CCP14 Homepage - Single Crystal and Powder Diffraction - CCP14 Web/Config Administration Information

[CCP14 Home: (Frames \| No Frames)] CCP14 Mirrors: [UK] \| [CA] \| [US] \| [AU]	What's New	Introduction	Site Map
Search the CCP14	Download Programs What do you want to do? (lists of software by crystallographic method)	Tutorials	Solutions

(This Webpage Page in No Frames Mode)

Collaborative Computational Project Number 14

for Single Crystal and Powder Diffraction

CCP14

Isearch 1.20 Indexing and Search Engine

The CCP14 Homepage is at http://www.ccp14.ac.uk

[Back to CCP14 Web/Config Main Page] | [SWISH-E Search Engine]

This Software is no longer used on the CCP14 Website - refer to SWISH-E Search Engine

(Before Waffling on (Jan 2001): another newer alternative to Isearch is Open Source SWISH-E Search Engine - which seems to have a lot more flexibility for a CCP14 style of website and is very fast. Can have a web spider or file system based creation of the index. Is simpler to get going compared to Isearch - but again, robustness for very large webs areas is not proven with Swish compared to Isearch/Iindex.)

The Isearch Indexing and Search Engine is free and available for UNIX; plus:

Is a free text search engine.
Can handle a large site - 100's of Megs to Gigs of information.
Recognises a number of data formats, including HTML and text.
Providing you have a c compiler/gcc and c++/g++ installed, is relatively easy to compile, install and setup (no big deals encountered).
Has a nice feature that generates default forms pages.
Compact database format.
Providing you update the Isearch database after you update your web files/site, seems to be quite accurate and good at finding relevant hits.
☆ ☆ ☆ ☆ ☆ ☆ ☆
From the Isearch page, list each feature of the Isearch Indexing and Search Engine that appears after the words "available for UNIX; plus:". The lines after this point have no part in the exercise.

- **COLLECTED MATERIAL**
☆ ☆ ☆ ☆ ☆ ☆ ☆
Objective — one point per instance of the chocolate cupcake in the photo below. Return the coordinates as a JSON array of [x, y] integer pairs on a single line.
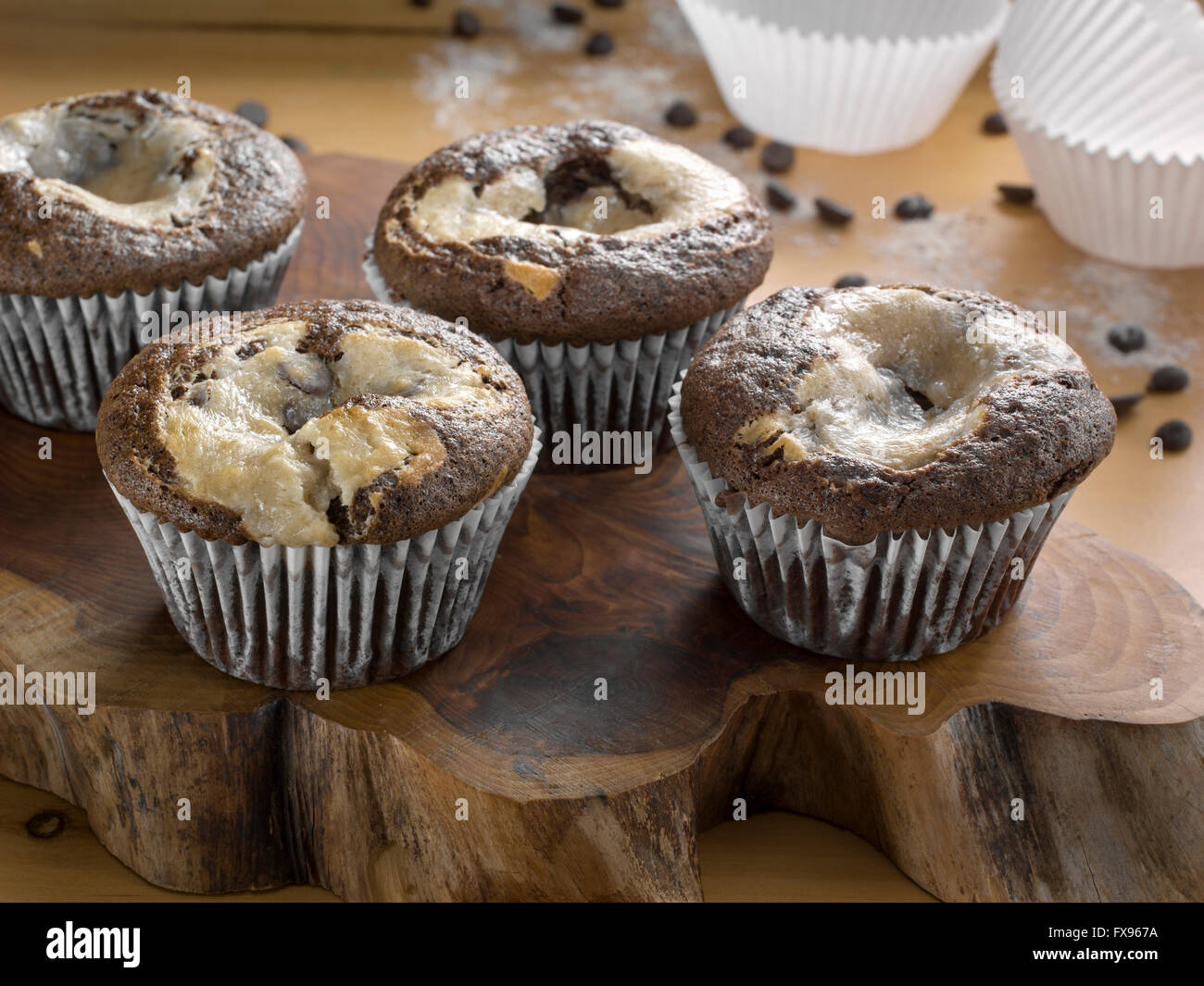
[[879, 468], [121, 216], [595, 256], [320, 488]]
☆ ☆ ☆ ☆ ☆ ☆ ☆
- **FINISHED ANSWER**
1. It is a free text search engine.
2. It can handle a large site, from hundreds of megabytes to gigabytes of information.
3. It recognizes a number of data formats, including HTML and text.
4. It is relatively easy to compile, install and set up, provided a C compiler (gcc) and C++ (g++) are installed.
5. It can generate default forms pages.
6. It uses a compact database format.
7. It seems quite accurate and good at finding relevant hits, provided the Isearch database is updated after the web files or site are updated.